* [Given instruction]
Return each row below word for word, leaving out the pictures.

* [Data supplied]

□ □ □ □ □ □ □

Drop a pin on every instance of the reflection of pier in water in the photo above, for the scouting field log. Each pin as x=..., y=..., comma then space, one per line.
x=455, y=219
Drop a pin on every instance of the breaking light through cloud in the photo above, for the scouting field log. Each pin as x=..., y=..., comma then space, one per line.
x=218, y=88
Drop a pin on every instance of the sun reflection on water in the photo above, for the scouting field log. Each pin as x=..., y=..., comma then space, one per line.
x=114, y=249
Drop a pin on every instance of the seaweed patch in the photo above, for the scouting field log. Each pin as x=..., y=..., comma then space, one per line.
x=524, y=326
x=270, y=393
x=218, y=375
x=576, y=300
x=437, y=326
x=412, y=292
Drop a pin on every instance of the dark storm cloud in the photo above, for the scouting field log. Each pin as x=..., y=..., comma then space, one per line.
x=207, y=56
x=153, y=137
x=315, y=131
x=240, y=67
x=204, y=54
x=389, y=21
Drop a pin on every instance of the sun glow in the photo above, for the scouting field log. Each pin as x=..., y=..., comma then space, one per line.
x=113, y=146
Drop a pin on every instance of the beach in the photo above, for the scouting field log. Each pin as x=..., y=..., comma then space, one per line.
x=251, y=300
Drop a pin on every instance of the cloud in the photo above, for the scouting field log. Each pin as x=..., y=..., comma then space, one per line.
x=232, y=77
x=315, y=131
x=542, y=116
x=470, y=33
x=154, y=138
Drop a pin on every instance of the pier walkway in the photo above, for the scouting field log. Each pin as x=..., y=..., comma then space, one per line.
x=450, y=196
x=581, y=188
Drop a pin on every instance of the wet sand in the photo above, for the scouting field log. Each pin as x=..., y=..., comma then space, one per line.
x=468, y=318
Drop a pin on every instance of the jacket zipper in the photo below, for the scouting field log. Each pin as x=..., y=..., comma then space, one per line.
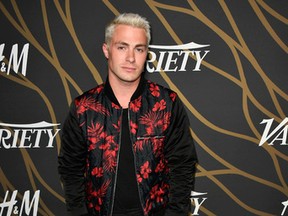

□ □ □ □ □ □ □

* [Output for this task]
Drop a pin on every instance of the reflection of pier in water in the photo above, for the scouting field log. Each pin as x=..., y=..., comma then space, one per line.
x=455, y=219
Drop a pin on every instance of the breaking light through cloud in the photo above, for the scouting field log. Each pin as x=..., y=..., comma then space, one per line.
x=218, y=88
Drop a pin on every instance of the sun reflection on water in the photo above, for the scouting field log. Each pin as x=..., y=..., comma then space, one per line.
x=114, y=249
Drop a pin on every instance of the seaweed patch in the photo above, for the scouting field log. Each pin as x=..., y=..., comma then space, one per line.
x=524, y=326
x=270, y=393
x=218, y=375
x=576, y=300
x=437, y=326
x=412, y=292
Drop a pin on every instance of the dark storm cloud in the photo above, for the scouting field log. Each pin as x=..., y=..., comma then space, one per line.
x=207, y=56
x=153, y=137
x=315, y=131
x=240, y=67
x=204, y=54
x=389, y=21
Drop a pin on every instance of the sun glow in the photo above, for the scouting field log. Each pin as x=..., y=..., comma then space, one per line.
x=113, y=146
Drop a pin on every instance of the beach in the photo above, for the scouting field log. Each pin as x=..., y=..., comma then space, one per line.
x=251, y=300
Drop a pin on every instance of the cloud in the photo above, for the scouting field log. Each pin as x=..., y=..., comma then space, one per line.
x=232, y=77
x=315, y=131
x=542, y=116
x=470, y=33
x=154, y=138
Drop a pin on every instance of the pier walkway in the photo above, for the scouting field log. Each pin as x=..., y=..., comma then space, one per line.
x=450, y=196
x=581, y=188
Drop a pin on every instance of the wet sand in the photo above, for the scouting field log. Each pin as x=..., y=..., comma then space, one per line.
x=468, y=318
Drop a pin on every instance of the jacket zipper in the photo below, for the scouting field log. Each pin as x=..., y=..., comma then space, one per line.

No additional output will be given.